> Tasks for this exercise:
1. In the Cuenca travel post, what is the name of the driver?
2. According to the Cuenca travel post, why did local citizens take wrongdoers to the humiliation cross?

> Selected text:
________

Tuesday, February 5, 2008


We're back in Quito now, after an absolutely wonderful side-trip to Cuenca!

We had a whirlwind day yesterday... so much to share! Wow, where to begin...

Carlos, our guide, and Edy, our driver, showed us Cuenca and
some nearby villages... Both Gentlemen are absolutely delightful -- full of knowledge, totally professional and such good company.

Carlos grew up in Cuenca, knows it like the back of his hand... both he and Edy spent time in the US, Canada, UK and their English is impeccable. We started along the cobblestone streets to the city square... not many folks on the street as most are celebrating Carnaval and most businesses are closed.

This church is right on the city square... the first church on the edge of town. On the right of the pic, you'll see a huge cross... called the 'humiliation cross'. Since Cuenca didn't have a jail until the 1930's, local citizens regulated justice, by taking the bad guys to this cross for a whipping and then a trip out of town...

________

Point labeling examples
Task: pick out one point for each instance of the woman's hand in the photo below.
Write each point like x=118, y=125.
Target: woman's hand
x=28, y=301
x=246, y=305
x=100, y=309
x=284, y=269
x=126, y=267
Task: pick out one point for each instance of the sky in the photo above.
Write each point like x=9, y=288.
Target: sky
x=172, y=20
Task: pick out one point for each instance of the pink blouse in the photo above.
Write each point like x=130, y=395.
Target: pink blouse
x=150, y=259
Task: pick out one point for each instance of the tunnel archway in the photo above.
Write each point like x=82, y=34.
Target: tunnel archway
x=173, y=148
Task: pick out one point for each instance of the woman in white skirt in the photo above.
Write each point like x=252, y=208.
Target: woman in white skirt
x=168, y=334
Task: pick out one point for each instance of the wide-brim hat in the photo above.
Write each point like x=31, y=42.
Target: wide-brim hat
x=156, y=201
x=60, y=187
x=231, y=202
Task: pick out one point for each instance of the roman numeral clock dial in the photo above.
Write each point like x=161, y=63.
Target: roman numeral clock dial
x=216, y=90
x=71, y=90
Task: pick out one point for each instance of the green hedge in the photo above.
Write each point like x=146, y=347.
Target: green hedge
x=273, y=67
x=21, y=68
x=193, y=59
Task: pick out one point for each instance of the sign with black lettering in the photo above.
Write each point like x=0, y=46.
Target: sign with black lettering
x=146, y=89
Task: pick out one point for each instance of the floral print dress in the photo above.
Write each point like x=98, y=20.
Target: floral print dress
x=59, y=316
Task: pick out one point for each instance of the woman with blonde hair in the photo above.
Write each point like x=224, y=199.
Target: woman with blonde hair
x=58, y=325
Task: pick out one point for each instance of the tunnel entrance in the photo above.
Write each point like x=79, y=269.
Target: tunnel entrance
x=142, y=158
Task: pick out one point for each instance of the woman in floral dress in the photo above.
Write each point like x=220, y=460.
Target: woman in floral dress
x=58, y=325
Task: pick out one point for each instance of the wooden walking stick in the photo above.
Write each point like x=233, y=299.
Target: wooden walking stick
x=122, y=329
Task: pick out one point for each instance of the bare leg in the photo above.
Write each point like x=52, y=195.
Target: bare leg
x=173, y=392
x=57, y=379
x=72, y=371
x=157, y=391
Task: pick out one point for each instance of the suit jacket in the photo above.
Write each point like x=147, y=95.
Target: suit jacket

________

> Solutions by task:
1. The driver is Edy.

2. Cuenca didn't have a jail until the 1930s, so local citizens regulated justice themselves. They took the bad guys to the cross for a whipping and then a trip out of town.